[begin DOCUMENT EXCERPT]

He seems to suggest that contrasting 'hard' Determinism (everything is preordained so we don't have free will) with Libertarianism (we have free will, therefore determinism is false) is a typical philosopher's trick of making you choose between two extremes; he says that philosophers should beware of hard positions: “There are no such miraculous things as levitators, but there are some pretty good near levitators. Hummingbirds, helicopters, blimps and hang gliders come to mind.” (Ch 4) Dennett suggests that the truth lies somewhere in between. After all, free will is concerned fundamentally with moral responsibility and this relies on a different sort of causality, one that involves intention as in 'the lumberjack caused the tree to fall', and determinism is most commonly involved with physical causality, as in 'the lumberjack's axe caused the tree to fall'. This is another refocusing of ontology onto a different level and I'm not sure that this isn't another typical philosopher's trick, that he isn't really saying that he can't solve the problems on the atomic level so he's going to ignore them and argue elsewhere.

[end DOCUMENT EXCERPT]
[begin GIVEN DATA]

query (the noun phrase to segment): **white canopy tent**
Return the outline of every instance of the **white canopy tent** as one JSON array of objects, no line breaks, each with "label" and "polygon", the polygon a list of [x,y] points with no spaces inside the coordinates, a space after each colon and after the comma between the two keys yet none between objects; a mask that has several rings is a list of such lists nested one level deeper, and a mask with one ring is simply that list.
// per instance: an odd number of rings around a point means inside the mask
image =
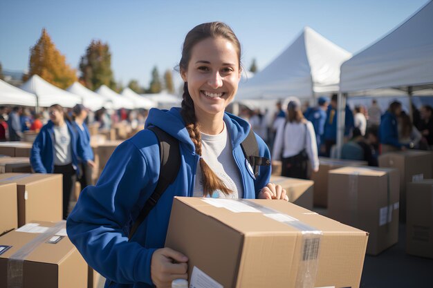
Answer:
[{"label": "white canopy tent", "polygon": [[36,106],[36,95],[0,79],[0,104]]},{"label": "white canopy tent", "polygon": [[[341,66],[337,143],[343,142],[346,97],[394,88],[409,96],[433,88],[433,2]],[[430,94],[431,93],[427,93]]]},{"label": "white canopy tent", "polygon": [[340,66],[351,55],[309,27],[279,56],[246,82],[236,99],[313,99],[339,90]]},{"label": "white canopy tent", "polygon": [[169,109],[172,107],[180,106],[182,99],[165,92],[154,94],[142,94],[142,97],[151,99],[156,103],[160,109]]},{"label": "white canopy tent", "polygon": [[66,90],[82,97],[83,105],[93,111],[100,109],[102,107],[111,108],[113,105],[109,100],[88,89],[78,82],[75,82],[71,85]]},{"label": "white canopy tent", "polygon": [[120,109],[122,108],[133,109],[135,108],[132,101],[116,93],[106,85],[102,85],[98,88],[95,92],[100,95],[103,96],[105,99],[111,101],[113,109]]},{"label": "white canopy tent", "polygon": [[20,88],[36,95],[37,107],[60,104],[71,108],[82,101],[81,97],[49,84],[37,75],[33,75]]},{"label": "white canopy tent", "polygon": [[150,99],[145,98],[133,92],[129,88],[123,89],[121,93],[122,96],[131,100],[136,108],[142,108],[145,109],[150,109],[152,107],[156,107],[157,104]]}]

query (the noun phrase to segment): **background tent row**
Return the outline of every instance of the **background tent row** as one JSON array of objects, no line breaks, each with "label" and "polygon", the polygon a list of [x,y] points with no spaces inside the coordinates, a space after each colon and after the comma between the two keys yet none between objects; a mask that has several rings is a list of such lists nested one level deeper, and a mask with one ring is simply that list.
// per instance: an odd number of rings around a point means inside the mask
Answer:
[{"label": "background tent row", "polygon": [[338,93],[340,67],[351,56],[305,27],[274,61],[252,78],[241,82],[237,100],[314,99],[317,94]]},{"label": "background tent row", "polygon": [[60,89],[39,76],[33,75],[19,88],[0,80],[0,104],[21,105],[33,107],[49,107],[58,104],[71,108],[82,104],[92,111],[102,107],[107,109],[166,108],[178,106],[181,99],[165,93],[139,95],[127,88],[118,94],[102,85],[96,93],[75,82],[66,90]]},{"label": "background tent row", "polygon": [[[343,63],[338,107],[338,151],[343,143],[347,97],[390,90],[433,95],[433,2],[387,36]],[[366,92],[368,91],[368,92]],[[409,104],[409,108],[412,105]]]}]

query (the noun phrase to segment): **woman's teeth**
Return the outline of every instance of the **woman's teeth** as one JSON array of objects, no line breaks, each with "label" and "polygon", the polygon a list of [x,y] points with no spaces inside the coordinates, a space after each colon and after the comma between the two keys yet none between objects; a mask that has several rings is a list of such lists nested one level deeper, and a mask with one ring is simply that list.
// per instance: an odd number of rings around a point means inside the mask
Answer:
[{"label": "woman's teeth", "polygon": [[203,94],[210,98],[217,98],[221,97],[223,93],[211,93],[210,92],[203,91]]}]

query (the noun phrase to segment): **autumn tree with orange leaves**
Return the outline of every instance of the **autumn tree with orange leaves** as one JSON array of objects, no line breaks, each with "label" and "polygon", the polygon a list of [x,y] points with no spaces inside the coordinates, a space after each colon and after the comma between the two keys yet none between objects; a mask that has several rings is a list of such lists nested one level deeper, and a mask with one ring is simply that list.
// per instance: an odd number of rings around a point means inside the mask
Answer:
[{"label": "autumn tree with orange leaves", "polygon": [[30,48],[30,53],[29,73],[26,77],[36,74],[62,89],[77,81],[76,70],[66,64],[66,57],[55,48],[45,28],[36,44]]},{"label": "autumn tree with orange leaves", "polygon": [[106,85],[117,90],[111,70],[111,53],[108,44],[92,40],[80,62],[80,81],[91,90]]}]

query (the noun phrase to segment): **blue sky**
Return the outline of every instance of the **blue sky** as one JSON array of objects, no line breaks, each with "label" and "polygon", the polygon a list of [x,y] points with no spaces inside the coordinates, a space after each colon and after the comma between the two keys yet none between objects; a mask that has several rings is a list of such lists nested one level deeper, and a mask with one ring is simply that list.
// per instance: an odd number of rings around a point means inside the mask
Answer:
[{"label": "blue sky", "polygon": [[308,26],[352,53],[387,34],[429,0],[1,0],[0,62],[28,68],[29,48],[46,28],[73,68],[93,39],[108,43],[115,79],[147,87],[151,71],[172,69],[186,33],[223,21],[243,48],[242,62],[262,69]]}]

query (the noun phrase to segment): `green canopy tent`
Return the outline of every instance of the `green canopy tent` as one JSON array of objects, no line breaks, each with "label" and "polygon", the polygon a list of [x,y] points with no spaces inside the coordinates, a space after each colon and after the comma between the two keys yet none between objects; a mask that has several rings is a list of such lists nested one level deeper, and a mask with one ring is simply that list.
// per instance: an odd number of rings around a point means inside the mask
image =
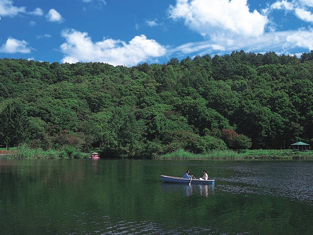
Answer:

[end GIVEN DATA]

Carry the commentary on Dennett's view of free will forward from its final sentence.

### EXERCISE RESPONSE
It seems clear that on the systems level there is something at least approximating free will. Dennett invokes (or seems to come close to invoking) chaos theory and the idea that our consciousness is not a single Cartesian 'self' but a chaos of competing thoughts. He makes the point that most people, when deciding what they want for lunch, don't always make the same choice, showing that despite most of the inputs being the same the output can be different (presumably because one of the inputs is yesterday's output fed back into the decision-making process).

He considers society as a competition between freeloaders and cooperatives and suggests that, in the end, a social animal such as man will evolve into a stable equilibrium because cooperatives tend to develop their own, cooperating, groups which ostracise freeloaders and a society made up entirely of freeloaders will have catastrophic competition. Of the freeloaders that are left, they may be coerced into cooperating if they think they are being watched, which may explain why old societies believed in a “vigilant, omnipresent God.” (Ch 7)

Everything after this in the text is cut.